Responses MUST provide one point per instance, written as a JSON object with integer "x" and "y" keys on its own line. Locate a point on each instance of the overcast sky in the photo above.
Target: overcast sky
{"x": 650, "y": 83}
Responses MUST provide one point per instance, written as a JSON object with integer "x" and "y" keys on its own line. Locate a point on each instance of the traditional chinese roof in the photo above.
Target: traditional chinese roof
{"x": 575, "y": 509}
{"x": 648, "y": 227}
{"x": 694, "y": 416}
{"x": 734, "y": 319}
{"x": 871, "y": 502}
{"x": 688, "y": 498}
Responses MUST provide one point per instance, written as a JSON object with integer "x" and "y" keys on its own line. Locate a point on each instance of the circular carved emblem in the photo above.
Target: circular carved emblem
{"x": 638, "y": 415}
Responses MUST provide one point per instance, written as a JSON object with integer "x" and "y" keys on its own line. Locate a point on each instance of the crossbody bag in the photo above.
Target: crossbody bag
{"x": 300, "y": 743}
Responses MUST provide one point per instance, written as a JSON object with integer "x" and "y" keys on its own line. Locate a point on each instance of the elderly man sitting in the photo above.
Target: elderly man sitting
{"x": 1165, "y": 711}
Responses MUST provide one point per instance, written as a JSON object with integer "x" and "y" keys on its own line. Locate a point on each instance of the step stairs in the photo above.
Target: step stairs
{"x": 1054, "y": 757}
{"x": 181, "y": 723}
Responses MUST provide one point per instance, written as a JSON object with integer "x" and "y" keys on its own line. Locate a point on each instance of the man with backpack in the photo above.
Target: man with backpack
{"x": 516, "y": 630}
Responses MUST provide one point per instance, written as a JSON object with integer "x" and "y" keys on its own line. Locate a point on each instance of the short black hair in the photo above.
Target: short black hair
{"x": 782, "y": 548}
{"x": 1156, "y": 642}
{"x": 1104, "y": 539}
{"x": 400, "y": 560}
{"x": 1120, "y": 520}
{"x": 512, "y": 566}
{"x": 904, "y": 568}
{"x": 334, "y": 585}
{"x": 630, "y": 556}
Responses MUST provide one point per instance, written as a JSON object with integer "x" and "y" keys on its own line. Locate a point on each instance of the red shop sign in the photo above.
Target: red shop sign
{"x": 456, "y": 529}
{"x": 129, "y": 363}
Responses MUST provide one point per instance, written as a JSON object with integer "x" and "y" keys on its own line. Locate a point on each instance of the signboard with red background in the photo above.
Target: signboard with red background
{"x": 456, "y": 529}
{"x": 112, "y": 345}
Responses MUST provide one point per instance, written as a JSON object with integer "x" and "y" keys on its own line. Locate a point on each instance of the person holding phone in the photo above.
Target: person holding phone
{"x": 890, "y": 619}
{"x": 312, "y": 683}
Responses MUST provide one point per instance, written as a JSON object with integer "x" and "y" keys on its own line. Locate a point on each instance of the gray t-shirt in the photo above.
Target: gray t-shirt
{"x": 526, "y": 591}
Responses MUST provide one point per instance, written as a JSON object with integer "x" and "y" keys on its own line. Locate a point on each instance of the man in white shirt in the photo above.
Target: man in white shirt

--

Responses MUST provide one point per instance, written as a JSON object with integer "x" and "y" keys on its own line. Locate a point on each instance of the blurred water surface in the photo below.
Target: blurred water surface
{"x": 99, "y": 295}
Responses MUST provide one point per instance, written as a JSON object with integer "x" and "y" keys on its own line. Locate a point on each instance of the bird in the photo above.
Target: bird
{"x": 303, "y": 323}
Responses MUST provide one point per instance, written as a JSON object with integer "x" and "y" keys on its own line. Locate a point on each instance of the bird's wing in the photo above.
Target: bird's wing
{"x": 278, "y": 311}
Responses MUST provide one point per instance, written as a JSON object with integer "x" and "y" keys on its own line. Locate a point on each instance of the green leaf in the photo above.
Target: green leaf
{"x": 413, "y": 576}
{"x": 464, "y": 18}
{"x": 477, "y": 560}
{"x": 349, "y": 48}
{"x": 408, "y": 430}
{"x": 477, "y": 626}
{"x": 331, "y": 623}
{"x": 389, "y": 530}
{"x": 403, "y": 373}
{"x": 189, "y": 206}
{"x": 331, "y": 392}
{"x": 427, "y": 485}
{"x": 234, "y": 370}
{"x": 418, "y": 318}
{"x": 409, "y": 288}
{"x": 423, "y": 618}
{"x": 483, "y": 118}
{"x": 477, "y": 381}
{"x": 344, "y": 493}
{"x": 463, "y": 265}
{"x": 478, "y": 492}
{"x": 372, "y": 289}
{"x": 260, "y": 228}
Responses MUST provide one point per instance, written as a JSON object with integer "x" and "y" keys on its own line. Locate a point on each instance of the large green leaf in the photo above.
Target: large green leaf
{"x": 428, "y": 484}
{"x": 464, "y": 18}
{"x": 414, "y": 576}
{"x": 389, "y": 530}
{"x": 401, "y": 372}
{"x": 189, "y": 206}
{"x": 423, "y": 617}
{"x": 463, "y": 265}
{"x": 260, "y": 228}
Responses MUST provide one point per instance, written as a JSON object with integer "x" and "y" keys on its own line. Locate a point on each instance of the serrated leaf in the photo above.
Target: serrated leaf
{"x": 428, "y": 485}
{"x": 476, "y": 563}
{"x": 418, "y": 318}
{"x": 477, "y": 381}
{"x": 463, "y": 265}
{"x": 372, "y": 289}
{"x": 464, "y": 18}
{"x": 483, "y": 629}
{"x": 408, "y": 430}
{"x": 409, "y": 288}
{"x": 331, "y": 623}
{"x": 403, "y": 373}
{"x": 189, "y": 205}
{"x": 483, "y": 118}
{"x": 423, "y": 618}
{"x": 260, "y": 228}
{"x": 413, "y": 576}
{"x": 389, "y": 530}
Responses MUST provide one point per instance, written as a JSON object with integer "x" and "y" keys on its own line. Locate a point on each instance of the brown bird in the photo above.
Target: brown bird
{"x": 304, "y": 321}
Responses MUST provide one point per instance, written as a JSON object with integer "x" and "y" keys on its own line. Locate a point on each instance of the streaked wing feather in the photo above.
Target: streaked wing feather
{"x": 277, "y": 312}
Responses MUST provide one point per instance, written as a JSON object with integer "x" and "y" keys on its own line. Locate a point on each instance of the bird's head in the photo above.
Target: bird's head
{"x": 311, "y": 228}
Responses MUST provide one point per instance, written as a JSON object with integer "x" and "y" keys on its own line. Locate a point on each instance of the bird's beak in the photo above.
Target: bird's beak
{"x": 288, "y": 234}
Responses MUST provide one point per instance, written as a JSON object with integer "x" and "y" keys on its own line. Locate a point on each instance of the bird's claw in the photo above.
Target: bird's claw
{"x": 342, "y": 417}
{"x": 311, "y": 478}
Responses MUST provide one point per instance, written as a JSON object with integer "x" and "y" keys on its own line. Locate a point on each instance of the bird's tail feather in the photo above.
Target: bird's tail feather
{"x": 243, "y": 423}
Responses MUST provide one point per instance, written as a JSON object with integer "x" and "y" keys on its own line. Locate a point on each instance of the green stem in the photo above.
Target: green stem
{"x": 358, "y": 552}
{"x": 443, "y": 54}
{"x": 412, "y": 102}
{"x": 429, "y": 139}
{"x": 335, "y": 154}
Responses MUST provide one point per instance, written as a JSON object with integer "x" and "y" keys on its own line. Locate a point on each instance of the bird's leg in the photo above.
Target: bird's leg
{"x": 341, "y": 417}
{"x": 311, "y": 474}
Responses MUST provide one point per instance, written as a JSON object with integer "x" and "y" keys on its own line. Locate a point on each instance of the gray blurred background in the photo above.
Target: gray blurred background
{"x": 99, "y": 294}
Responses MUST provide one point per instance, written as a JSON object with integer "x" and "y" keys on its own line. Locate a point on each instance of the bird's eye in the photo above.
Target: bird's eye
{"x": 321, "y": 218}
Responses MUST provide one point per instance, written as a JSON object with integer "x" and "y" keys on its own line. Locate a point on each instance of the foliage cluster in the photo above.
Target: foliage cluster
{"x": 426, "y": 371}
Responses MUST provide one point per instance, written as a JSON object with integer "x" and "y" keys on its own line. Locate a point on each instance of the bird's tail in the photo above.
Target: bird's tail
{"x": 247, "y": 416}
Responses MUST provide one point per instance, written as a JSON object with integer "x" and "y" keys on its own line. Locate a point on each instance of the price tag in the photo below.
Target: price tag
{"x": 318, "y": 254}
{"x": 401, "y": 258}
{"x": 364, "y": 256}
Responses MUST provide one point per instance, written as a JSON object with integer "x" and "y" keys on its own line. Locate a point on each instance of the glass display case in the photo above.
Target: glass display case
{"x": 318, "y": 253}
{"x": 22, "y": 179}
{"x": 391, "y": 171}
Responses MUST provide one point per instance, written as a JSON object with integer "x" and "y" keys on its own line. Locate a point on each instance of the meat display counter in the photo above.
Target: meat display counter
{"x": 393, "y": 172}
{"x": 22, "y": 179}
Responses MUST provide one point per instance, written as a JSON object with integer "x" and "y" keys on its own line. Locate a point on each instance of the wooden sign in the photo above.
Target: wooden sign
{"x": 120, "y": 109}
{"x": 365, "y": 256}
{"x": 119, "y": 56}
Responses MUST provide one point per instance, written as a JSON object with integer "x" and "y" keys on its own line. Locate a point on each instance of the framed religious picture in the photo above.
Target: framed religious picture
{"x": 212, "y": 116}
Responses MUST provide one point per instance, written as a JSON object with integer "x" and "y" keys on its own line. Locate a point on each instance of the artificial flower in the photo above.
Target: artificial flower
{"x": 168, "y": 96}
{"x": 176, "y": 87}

--

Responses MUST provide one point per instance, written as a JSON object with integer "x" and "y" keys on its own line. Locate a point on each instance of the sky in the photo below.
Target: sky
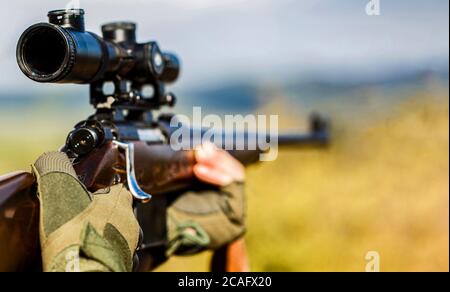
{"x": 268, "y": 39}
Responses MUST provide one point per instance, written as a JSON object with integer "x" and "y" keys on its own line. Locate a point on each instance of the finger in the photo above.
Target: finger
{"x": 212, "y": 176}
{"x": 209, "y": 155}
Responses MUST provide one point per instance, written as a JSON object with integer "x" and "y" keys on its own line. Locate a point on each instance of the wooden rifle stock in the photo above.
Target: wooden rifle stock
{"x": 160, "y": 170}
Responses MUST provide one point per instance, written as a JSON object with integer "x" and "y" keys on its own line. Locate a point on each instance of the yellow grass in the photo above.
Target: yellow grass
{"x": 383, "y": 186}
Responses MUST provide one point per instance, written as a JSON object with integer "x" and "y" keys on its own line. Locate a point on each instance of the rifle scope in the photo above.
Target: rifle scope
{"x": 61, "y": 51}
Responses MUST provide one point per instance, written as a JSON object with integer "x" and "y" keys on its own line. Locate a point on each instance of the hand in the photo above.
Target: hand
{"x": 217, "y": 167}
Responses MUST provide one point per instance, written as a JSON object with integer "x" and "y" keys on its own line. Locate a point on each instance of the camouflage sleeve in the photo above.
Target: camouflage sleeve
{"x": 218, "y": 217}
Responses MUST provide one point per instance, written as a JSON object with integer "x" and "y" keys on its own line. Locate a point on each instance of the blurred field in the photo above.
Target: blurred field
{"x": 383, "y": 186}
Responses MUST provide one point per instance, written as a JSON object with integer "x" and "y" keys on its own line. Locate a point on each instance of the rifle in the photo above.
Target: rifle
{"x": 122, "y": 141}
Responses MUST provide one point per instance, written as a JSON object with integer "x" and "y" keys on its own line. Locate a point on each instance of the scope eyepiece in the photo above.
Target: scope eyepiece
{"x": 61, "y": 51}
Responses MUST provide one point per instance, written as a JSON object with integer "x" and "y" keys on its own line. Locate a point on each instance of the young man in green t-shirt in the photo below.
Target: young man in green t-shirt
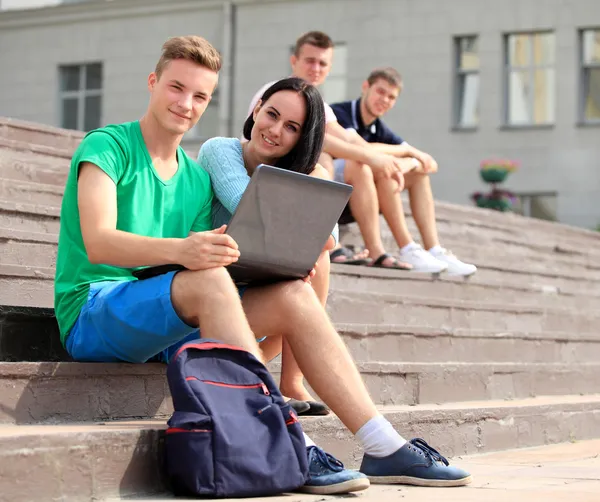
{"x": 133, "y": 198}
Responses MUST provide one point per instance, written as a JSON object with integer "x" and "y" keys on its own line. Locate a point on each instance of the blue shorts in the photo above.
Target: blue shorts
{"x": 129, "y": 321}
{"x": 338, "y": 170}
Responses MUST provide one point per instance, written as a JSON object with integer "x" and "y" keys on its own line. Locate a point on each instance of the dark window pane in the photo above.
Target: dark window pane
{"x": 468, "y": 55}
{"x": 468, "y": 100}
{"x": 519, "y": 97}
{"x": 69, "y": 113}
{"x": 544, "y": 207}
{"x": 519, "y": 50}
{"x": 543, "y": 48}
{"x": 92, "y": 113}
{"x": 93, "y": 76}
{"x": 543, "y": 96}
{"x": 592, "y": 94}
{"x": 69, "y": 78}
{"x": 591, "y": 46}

About this exercise
For every line of the records that has the word "below" in it, make a copy.

Answer to this problem
Responses MUST provide one point per instance, written as a JSON object with integer "x" and "y" keys on its own line. Locate a point on each instance of the blurred water surface in the photo below.
Responses MUST provide one point per instance, written as a JSON object with integer "x" and "y" keys on its own line. Locate a point on each instance of the price tag in the photo below.
Responses MUST provide one point per instance, written as a JSON object with integer "x" and "y" keys on its own line. Locate a point on each instance of the sky in the photo below.
Responses MUST provide one point per instance, written as a JSON object with integer "x" and "y" keys on its own line. Locate a point on each instance of the young man in green t-shirt in the photo below.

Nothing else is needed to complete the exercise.